• [WHAT IS NEEDED]
Please pick out every line of the data below that contains the word "gray", and copy each one in full. Case counts.

• [PROVIDED INFORMATION]
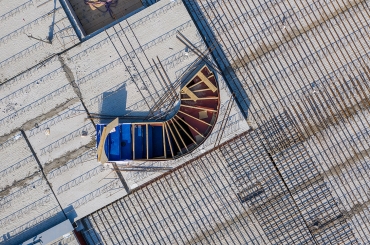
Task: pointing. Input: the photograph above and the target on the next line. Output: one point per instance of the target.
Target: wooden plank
(207, 81)
(190, 126)
(189, 93)
(173, 135)
(179, 136)
(168, 138)
(195, 118)
(185, 132)
(195, 84)
(199, 108)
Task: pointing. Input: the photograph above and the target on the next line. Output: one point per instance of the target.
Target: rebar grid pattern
(300, 72)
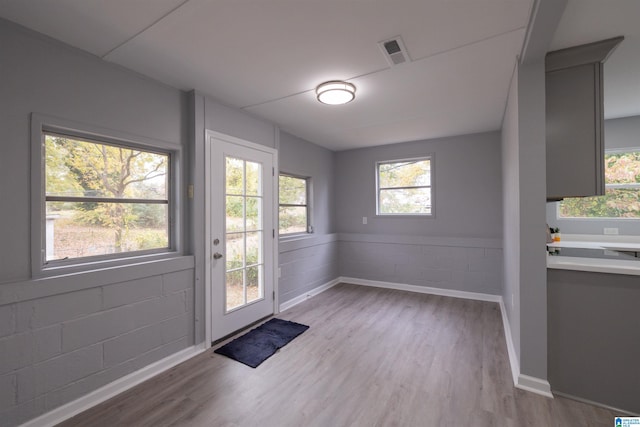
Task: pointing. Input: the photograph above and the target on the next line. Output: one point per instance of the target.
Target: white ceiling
(266, 57)
(586, 21)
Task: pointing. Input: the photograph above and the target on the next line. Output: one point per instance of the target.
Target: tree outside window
(404, 187)
(293, 205)
(622, 191)
(103, 198)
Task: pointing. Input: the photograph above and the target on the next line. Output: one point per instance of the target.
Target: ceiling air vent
(394, 51)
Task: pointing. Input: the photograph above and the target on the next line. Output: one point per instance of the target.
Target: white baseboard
(534, 385)
(617, 411)
(521, 381)
(511, 349)
(114, 388)
(422, 289)
(313, 292)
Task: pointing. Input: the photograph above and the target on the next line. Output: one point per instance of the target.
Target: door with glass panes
(241, 232)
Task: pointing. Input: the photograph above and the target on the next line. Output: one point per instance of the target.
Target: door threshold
(250, 325)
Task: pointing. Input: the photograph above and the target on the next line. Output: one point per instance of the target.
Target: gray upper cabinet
(575, 116)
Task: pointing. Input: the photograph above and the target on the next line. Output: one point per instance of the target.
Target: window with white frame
(622, 190)
(294, 205)
(404, 187)
(102, 199)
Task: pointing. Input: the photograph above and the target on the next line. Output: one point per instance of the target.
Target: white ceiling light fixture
(336, 92)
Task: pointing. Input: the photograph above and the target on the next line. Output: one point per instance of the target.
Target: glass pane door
(244, 233)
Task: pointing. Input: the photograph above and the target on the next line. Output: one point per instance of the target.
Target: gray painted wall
(511, 212)
(594, 341)
(618, 133)
(533, 196)
(62, 337)
(459, 248)
(307, 262)
(300, 157)
(524, 197)
(467, 186)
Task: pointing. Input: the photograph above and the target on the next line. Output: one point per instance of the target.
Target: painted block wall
(62, 337)
(459, 248)
(306, 264)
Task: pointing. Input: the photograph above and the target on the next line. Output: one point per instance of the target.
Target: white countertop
(597, 265)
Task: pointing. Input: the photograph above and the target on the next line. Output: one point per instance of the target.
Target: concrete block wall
(58, 348)
(464, 264)
(306, 264)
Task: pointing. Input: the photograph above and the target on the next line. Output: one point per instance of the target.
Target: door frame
(209, 134)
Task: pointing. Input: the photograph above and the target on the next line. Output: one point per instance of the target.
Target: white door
(242, 245)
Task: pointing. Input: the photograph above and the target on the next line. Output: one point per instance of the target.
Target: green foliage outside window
(103, 198)
(293, 209)
(622, 196)
(404, 187)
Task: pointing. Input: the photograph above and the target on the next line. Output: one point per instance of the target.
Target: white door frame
(209, 134)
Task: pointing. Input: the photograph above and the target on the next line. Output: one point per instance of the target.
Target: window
(294, 205)
(404, 187)
(622, 191)
(102, 199)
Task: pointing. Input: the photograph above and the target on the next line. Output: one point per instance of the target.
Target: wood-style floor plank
(372, 357)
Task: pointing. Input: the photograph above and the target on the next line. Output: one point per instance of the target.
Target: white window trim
(41, 123)
(431, 158)
(309, 186)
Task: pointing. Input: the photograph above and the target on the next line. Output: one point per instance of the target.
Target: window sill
(48, 286)
(297, 236)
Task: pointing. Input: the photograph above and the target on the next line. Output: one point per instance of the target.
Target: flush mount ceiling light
(335, 92)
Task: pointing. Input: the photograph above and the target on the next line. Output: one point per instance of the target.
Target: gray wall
(62, 337)
(524, 197)
(511, 212)
(307, 262)
(467, 185)
(300, 157)
(594, 343)
(459, 248)
(618, 133)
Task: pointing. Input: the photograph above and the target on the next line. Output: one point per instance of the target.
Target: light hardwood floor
(372, 357)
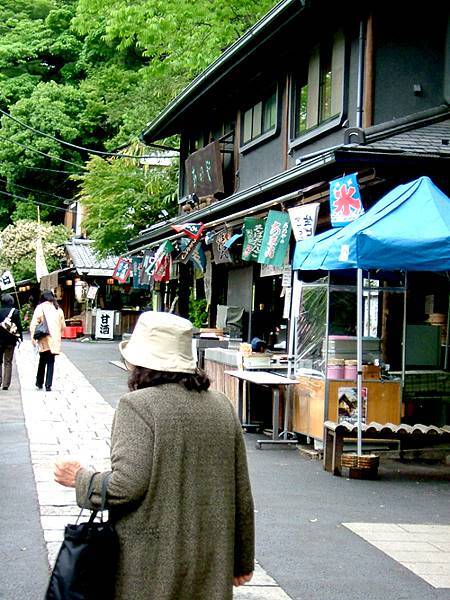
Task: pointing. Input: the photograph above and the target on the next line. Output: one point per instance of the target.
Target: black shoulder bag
(86, 565)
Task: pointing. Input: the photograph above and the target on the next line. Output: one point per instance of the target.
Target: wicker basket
(367, 461)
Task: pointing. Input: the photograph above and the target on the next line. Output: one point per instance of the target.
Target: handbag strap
(89, 493)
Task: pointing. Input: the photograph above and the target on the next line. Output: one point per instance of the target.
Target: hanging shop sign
(6, 281)
(304, 220)
(198, 258)
(192, 230)
(148, 262)
(232, 240)
(270, 271)
(104, 324)
(187, 246)
(207, 279)
(122, 270)
(137, 267)
(204, 171)
(348, 405)
(220, 251)
(275, 242)
(253, 235)
(345, 200)
(162, 264)
(92, 292)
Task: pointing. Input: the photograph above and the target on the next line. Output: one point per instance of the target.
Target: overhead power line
(83, 148)
(52, 170)
(67, 162)
(39, 191)
(36, 202)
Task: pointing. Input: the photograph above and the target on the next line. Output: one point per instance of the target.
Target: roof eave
(217, 70)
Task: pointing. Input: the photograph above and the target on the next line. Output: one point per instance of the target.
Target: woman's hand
(242, 579)
(66, 470)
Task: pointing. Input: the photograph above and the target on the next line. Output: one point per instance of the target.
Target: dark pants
(6, 355)
(46, 361)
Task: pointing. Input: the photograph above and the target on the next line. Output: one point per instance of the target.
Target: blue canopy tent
(408, 229)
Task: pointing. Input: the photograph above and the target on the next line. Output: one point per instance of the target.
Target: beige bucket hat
(162, 342)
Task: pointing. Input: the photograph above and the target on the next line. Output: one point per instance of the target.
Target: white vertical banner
(207, 280)
(41, 265)
(6, 281)
(304, 220)
(104, 324)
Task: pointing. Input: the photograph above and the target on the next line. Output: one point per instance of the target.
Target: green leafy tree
(18, 247)
(94, 73)
(121, 197)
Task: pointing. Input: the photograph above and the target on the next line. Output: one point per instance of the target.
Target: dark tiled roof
(83, 256)
(432, 139)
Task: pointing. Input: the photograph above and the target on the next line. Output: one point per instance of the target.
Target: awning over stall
(408, 229)
(85, 260)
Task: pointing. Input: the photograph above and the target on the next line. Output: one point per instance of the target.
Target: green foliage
(198, 310)
(94, 73)
(120, 198)
(18, 243)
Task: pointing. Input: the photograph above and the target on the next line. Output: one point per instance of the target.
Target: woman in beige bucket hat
(179, 492)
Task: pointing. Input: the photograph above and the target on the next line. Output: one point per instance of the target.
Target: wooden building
(312, 92)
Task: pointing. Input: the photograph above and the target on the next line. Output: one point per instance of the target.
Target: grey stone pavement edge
(317, 535)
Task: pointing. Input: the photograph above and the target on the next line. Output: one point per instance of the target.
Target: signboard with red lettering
(204, 171)
(345, 200)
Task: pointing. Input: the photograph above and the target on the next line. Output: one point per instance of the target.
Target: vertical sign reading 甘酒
(304, 220)
(104, 324)
(275, 242)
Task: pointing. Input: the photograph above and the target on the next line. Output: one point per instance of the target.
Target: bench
(409, 436)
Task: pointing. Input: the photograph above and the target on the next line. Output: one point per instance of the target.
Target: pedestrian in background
(50, 345)
(8, 340)
(179, 492)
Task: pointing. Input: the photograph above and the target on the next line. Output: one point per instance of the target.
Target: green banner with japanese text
(253, 230)
(275, 243)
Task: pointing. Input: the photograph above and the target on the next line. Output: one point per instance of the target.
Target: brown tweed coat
(179, 494)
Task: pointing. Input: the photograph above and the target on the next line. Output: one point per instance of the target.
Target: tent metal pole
(404, 330)
(359, 331)
(447, 338)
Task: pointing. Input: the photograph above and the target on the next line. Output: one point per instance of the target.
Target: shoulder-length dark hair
(140, 378)
(48, 296)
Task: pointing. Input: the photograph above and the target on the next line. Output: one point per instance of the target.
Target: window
(318, 87)
(261, 118)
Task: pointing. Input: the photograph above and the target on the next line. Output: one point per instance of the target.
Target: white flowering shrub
(18, 247)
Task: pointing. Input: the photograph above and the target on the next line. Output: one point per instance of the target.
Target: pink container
(335, 372)
(350, 372)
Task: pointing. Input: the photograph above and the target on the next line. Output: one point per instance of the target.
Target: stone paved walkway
(423, 549)
(73, 419)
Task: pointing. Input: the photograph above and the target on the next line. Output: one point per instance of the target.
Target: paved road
(301, 539)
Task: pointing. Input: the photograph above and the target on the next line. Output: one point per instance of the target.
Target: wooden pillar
(368, 75)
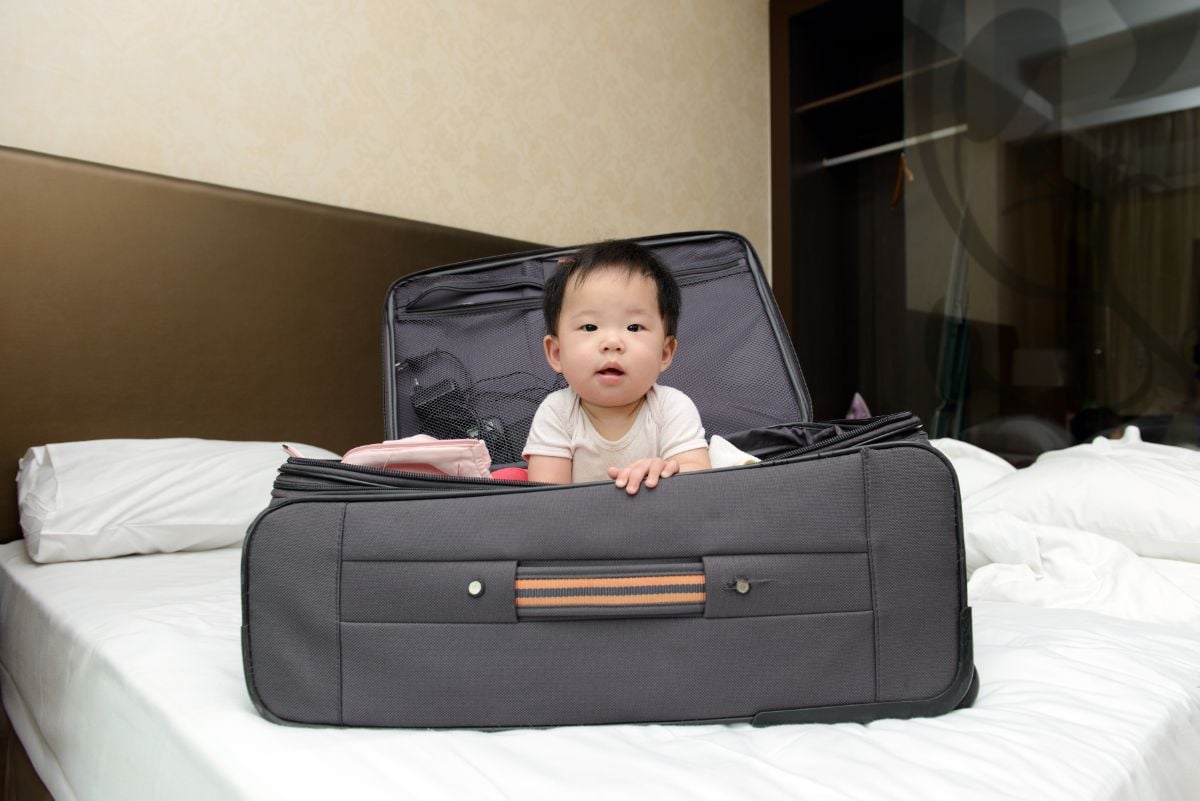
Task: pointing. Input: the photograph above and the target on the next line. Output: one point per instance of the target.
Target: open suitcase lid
(463, 344)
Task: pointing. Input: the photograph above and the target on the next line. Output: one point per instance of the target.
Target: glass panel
(1050, 182)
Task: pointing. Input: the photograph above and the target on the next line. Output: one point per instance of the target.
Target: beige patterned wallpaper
(550, 120)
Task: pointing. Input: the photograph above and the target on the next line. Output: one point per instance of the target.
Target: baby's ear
(669, 348)
(552, 353)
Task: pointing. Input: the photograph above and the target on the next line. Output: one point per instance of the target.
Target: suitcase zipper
(684, 277)
(857, 437)
(353, 475)
(412, 307)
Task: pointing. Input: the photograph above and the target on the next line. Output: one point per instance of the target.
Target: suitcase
(823, 584)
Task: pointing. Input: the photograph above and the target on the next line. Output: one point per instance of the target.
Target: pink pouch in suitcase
(424, 453)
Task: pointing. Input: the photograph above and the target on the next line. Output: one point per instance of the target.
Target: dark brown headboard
(133, 305)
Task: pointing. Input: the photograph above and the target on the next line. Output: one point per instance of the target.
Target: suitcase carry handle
(581, 591)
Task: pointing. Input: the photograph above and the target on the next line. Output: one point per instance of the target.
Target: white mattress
(124, 680)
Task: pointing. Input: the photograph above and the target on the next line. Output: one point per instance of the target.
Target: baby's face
(612, 343)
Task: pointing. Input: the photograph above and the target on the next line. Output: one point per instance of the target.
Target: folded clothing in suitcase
(825, 583)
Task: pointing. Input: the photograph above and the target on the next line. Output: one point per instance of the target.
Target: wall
(546, 120)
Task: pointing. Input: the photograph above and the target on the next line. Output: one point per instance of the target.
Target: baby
(611, 315)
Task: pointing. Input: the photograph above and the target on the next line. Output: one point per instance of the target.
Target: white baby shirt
(667, 425)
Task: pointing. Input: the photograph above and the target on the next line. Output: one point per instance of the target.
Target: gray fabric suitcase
(822, 584)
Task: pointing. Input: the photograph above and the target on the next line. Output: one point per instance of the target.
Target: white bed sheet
(124, 679)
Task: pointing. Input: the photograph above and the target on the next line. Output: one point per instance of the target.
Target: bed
(123, 678)
(121, 675)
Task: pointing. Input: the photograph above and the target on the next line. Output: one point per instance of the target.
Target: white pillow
(975, 467)
(1140, 494)
(109, 498)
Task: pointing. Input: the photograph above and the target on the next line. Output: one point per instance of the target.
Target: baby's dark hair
(631, 257)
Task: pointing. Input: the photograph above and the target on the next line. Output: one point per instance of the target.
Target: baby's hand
(651, 470)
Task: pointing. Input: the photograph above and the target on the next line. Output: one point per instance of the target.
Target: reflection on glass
(1049, 178)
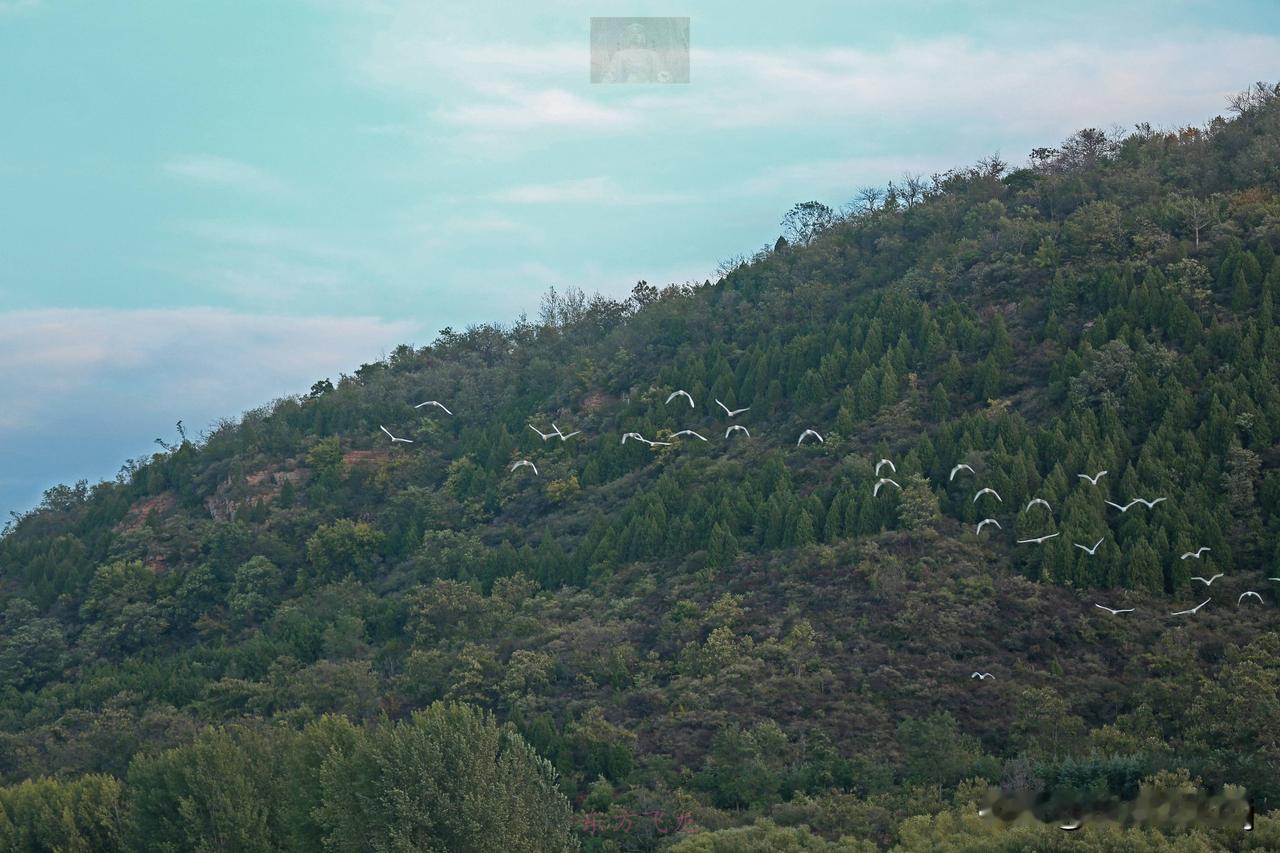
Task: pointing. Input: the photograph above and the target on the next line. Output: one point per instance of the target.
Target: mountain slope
(739, 628)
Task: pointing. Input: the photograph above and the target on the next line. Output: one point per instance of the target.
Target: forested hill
(296, 633)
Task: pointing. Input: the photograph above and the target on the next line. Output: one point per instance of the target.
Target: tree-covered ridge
(736, 629)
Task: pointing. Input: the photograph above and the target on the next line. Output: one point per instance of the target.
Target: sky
(205, 206)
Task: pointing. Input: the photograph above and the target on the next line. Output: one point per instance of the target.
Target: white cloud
(534, 109)
(16, 7)
(598, 190)
(71, 365)
(446, 64)
(224, 172)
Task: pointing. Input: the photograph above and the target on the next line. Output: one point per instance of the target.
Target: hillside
(272, 635)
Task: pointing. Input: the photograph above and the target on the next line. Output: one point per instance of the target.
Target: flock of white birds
(885, 482)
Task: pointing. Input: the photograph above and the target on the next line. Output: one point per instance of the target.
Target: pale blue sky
(206, 205)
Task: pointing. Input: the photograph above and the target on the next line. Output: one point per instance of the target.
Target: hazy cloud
(223, 172)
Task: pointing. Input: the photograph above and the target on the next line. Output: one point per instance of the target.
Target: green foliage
(449, 779)
(735, 630)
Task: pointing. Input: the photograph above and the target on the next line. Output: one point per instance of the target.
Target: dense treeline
(736, 632)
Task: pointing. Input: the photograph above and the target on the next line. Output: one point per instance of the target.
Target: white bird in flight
(807, 434)
(524, 463)
(681, 393)
(545, 436)
(1088, 550)
(437, 404)
(1192, 611)
(881, 482)
(1143, 501)
(731, 413)
(407, 441)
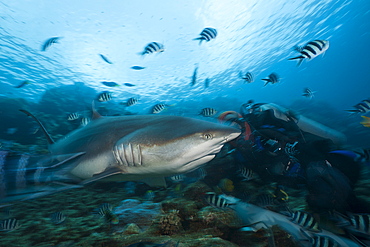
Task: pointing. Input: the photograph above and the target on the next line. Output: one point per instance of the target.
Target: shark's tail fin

• [EXERCISE OUTPUT]
Target: gray upper cabinet
Target: gray painted wall
Target: gray wall
Target: gray fabric suitcase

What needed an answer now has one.